* [LISTING]
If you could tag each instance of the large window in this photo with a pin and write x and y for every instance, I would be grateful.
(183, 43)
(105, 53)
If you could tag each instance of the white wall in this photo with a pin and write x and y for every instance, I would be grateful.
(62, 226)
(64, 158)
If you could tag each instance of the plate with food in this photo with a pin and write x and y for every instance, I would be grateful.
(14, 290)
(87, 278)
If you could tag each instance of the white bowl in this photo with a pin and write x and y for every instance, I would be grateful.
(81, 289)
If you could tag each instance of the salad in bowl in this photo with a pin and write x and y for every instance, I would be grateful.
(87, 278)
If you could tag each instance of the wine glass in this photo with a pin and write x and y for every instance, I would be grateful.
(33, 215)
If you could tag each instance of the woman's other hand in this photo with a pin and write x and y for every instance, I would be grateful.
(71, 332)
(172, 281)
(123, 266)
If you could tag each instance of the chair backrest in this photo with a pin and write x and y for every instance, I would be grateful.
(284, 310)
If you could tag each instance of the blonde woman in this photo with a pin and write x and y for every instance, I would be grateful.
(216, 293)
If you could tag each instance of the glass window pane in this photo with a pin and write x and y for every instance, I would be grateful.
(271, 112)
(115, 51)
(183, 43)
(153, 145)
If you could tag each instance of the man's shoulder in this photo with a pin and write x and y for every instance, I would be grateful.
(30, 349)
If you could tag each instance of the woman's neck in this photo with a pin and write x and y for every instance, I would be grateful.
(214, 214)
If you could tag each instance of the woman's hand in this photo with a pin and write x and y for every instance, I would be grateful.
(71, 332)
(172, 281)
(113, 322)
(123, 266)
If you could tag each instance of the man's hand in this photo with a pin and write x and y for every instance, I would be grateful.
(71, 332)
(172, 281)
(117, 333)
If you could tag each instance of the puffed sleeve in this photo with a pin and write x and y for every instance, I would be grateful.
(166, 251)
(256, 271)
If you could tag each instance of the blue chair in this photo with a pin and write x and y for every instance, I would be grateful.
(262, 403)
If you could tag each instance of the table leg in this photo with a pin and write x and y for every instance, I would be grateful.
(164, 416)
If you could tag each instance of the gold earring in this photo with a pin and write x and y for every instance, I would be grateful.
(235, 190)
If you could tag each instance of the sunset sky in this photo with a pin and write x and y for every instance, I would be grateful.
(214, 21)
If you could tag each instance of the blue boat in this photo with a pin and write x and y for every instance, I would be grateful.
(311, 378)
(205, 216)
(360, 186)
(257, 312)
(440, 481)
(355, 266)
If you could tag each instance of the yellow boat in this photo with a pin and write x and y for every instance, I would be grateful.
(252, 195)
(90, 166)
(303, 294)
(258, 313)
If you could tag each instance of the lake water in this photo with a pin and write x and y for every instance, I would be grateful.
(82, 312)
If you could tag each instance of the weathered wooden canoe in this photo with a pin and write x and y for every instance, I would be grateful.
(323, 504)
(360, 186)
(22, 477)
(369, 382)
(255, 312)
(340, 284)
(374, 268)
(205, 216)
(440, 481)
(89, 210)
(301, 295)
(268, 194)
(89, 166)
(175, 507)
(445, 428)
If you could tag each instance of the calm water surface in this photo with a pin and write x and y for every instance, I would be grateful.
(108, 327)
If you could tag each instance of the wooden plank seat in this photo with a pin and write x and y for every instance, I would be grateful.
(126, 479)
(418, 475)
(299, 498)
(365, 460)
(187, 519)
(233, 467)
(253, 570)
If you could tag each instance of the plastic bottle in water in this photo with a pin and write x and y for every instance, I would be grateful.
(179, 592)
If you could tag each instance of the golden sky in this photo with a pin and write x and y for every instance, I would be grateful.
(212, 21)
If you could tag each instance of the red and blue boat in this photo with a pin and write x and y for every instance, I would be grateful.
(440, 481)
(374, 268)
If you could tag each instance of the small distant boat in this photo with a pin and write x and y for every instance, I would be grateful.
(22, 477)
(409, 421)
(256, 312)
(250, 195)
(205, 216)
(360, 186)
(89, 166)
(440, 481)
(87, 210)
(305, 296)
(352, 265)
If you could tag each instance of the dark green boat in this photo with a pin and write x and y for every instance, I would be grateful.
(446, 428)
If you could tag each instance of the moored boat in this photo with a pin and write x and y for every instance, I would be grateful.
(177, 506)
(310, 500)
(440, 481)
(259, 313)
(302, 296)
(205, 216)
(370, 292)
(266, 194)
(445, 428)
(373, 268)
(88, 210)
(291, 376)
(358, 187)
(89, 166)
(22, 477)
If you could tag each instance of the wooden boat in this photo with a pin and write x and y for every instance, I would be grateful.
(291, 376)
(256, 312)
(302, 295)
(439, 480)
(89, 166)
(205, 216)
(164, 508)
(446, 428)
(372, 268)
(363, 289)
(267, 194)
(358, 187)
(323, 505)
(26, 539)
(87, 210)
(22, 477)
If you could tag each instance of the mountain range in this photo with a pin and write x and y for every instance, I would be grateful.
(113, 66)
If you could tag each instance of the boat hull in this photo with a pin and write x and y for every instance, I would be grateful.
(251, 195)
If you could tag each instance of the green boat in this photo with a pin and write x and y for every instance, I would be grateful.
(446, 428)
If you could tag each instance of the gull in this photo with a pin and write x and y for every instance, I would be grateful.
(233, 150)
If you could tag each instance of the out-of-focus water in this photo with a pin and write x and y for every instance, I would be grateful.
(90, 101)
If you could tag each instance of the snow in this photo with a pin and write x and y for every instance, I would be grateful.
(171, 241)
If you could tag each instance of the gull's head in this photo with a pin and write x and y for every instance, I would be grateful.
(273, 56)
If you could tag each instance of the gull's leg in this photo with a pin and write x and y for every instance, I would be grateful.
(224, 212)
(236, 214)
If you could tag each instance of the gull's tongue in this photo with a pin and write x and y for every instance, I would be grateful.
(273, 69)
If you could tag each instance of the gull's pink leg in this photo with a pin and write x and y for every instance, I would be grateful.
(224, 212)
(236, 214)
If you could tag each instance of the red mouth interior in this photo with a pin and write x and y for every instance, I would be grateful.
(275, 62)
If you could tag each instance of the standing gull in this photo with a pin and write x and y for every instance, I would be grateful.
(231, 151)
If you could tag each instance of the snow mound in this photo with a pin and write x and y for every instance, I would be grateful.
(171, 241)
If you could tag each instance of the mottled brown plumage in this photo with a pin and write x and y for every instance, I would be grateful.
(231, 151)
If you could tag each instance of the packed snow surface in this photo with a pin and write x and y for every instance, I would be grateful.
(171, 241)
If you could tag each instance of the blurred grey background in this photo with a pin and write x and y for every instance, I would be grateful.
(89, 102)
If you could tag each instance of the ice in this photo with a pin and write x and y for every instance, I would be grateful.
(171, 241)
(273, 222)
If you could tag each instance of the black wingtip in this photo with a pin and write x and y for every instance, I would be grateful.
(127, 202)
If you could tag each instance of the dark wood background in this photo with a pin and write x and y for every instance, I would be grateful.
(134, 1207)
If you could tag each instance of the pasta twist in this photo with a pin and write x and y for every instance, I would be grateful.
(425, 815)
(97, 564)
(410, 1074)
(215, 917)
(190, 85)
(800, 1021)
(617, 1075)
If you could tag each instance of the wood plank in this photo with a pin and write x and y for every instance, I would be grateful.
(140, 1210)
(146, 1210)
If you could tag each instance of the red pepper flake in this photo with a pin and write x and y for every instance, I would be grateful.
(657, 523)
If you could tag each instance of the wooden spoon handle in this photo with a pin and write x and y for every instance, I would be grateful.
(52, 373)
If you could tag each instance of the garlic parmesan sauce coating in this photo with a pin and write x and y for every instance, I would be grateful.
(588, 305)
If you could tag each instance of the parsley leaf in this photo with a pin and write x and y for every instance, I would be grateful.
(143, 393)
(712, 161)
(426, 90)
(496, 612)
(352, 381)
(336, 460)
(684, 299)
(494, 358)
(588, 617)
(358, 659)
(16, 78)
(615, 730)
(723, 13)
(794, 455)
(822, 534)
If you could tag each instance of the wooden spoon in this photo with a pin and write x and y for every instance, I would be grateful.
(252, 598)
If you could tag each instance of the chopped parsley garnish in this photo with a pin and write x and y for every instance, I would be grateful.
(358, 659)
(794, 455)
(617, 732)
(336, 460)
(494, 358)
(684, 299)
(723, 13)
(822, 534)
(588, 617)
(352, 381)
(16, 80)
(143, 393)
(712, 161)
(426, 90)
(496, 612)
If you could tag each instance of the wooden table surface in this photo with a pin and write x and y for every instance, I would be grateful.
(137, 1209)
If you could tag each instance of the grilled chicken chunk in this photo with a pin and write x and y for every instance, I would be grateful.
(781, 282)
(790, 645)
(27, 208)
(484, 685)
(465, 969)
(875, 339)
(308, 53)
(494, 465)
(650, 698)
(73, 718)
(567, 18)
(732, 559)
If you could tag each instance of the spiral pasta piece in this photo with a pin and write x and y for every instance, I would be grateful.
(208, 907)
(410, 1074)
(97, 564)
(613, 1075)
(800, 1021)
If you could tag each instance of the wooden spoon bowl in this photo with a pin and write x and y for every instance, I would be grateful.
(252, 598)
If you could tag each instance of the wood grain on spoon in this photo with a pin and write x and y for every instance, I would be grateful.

* [EXERCISE BRIEF] Output the line containing "If you could tag each instance of the wooden table" and all lines after it to the end of the records, exactly as given.

* [SOLUTION FOR THIS EXERCISE]
If you could tag each instance of the wooden table surface in this photo with a pin and write x and y for every instance, I would be grateful.
(137, 1209)
If you could tag each instance of the grilled chicken chunk in this photo with a pin and write x and y for every instance, I would be grateful.
(781, 282)
(790, 645)
(27, 208)
(484, 685)
(465, 969)
(875, 339)
(308, 53)
(494, 465)
(650, 698)
(73, 718)
(567, 18)
(732, 559)
If you could tag each instance of the spiral pasta piece in this photo with a pin and write x and y for every instance, I would be grateful.
(208, 907)
(410, 1074)
(97, 564)
(613, 1075)
(800, 1021)
If you could tag each instance of the wooden spoon bowl in this photo with a pin and write x and y for every instance, I would be grateful.
(252, 598)
If you could tag each instance of the wood grain on spoon in this photo with a pin and write x and y for every instance, I would be grateful.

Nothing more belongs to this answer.